**Extrait:**
L’idée de chaîne implique une dépendance et une continuité, mais ne rend pas compte du volume ni du poids relatif des maillons successifs les uns par rapport aux autres. Or, aucune machine, fût-elle très perfectionnée, ne fonctionne jamais avec un rendement de 100 p. 100, et l’on sait que les êtres vivants sont d’assez mauvais transformateurs. Les maillons vont donc en s’amenuisant. Plus qu’à celle d’une chaîne, c’est à l’image d’un entassement de solides de plus en plus petits qu’il convient de faire appel pour figurer quantitativement les différents niveaux de la synthèse anabolique. On réalise ainsi une pyramide appelée pyramide des productions (fig. 5).

Le taux de transfert pour passage d’un niveau au niveau immédiatement supérieur comporte en fait deux composantes :
— le coefficient écotrophique (E), c’est-à-dire le pourcentage de la production d’une espèce-proie consommé par l’espèce prédatrice ;
— le coefficient de conversion (K), c’est-à-dire le rapport accroissement de poids du prédateur/poids de la proie ingérée.

On estime la valeur de ces deux coefficients à partir d’expériences de laboratoire et d’observations faites en aquariums, en bassins expérimentaux, en bassins d’élevage intensif, dans la nature elle-même. W. E. Ricker (1969) retient les moyennes suivantes :
— passages végétaux/phytophages, K = 15 p. 100 ; E = 66 p. 100 ;
— passages ultérieurs, K = 20 p. 100 ; E = 75 p. 100.

Là aussi, des synthèses ont été tentées. Elles partent des mêmes données de base (évaluations récentes de la production primaire qui, nous l’avons vu, sont assez concordantes), divergent en cours de route en raison des valeurs différentes choisies pour la combinaison KE, mais aboutissent assez paradoxalement à des valeurs sinon égales, du moins relativement proches, au niveau des carnivores de deuxième degré, parce que des phénomènes de compensation interviennent en cours de route. Exprimés en poids vif (on passe chez les Poissons du poids de carbone au poids vif en multipliant le premier par un coefficient voisin de 10), ils ont été par commodité rassemblés en un tableau (tableau I).

**Consignes:**
a. Énumérez toutes les sources d'estimation des deux coefficients E et K citées dans l'extrait.
b. Répondez brièvement à ces questions sur l'extrait.
(i) Quelle valeur de K W. E. Ricker retient-il pour les passages végétaux/phytophages ?
(ii) Quel nom donne-t-on à la pyramide qui figure les différents niveaux de la synthèse anabolique ?
(iii) Chez les Poissons, par quel coefficient multiplie-t-on le poids de carbone pour obtenir le poids vif ?
c. Reproduisez le passage de l'extrait qui commence par « Là aussi, des » et se poursuit jusqu'à « un tableau (tableau I). ».

**Données fournies:**
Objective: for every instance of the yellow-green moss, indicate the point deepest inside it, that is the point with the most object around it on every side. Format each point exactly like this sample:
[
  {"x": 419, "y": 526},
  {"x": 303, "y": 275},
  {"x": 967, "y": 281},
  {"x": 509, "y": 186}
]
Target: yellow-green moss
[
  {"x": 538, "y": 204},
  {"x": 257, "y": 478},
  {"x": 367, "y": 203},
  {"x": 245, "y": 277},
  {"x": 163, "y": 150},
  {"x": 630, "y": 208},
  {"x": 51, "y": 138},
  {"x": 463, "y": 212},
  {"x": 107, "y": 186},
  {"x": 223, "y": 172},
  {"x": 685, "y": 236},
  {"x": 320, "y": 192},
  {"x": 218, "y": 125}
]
==
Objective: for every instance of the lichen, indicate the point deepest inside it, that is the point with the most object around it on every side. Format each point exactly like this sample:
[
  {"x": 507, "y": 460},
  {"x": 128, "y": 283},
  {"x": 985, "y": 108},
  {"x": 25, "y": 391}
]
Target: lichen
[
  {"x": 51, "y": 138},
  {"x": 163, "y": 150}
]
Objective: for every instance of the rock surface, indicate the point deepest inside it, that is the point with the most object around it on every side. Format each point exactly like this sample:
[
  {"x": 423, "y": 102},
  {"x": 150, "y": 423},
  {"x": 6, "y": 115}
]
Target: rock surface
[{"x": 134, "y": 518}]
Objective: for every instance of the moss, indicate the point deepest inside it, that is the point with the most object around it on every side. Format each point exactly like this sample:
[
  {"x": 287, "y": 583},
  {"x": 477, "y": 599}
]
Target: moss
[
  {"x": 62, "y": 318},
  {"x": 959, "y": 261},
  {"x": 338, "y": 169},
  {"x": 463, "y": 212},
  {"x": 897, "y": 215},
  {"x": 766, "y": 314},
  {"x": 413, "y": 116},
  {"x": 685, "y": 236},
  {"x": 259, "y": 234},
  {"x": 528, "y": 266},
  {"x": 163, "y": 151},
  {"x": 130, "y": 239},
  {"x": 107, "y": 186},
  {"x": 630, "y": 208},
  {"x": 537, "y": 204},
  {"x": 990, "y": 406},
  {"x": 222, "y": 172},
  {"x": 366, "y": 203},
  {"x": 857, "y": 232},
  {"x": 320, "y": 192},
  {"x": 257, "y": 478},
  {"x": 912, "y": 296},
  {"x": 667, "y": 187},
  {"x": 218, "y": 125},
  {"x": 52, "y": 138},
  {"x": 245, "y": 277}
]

**Corrigé:**
a.
- Expériences de laboratoire
- Observations faites en aquariums
- Observations faites en bassins expérimentaux
- Observations faites en bassins d'élevage intensif
- Observations faites dans la nature elle-même

b.
(i) K = 15 p. 100
(ii) La pyramide des productions
(iii) Un coefficient voisin de 10

c.
Là aussi, des synthèses ont été tentées. Elles partent des mêmes données de base (évaluations récentes de la production primaire qui, nous l’avons vu, sont assez concordantes), divergent en cours de route en raison des valeurs différentes choisies pour la combinaison KE, mais aboutissent assez paradoxalement à des valeurs sinon égales, du moins relativement proches, au niveau des carnivores de deuxième degré, parce que des phénomènes de compensation interviennent en cours de route. Exprimés en poids vif (on passe chez les Poissons du poids de carbone au poids vif en multipliant le premier par un coefficient voisin de 10), ils ont été par commodité rassemblés en un tableau (tableau I).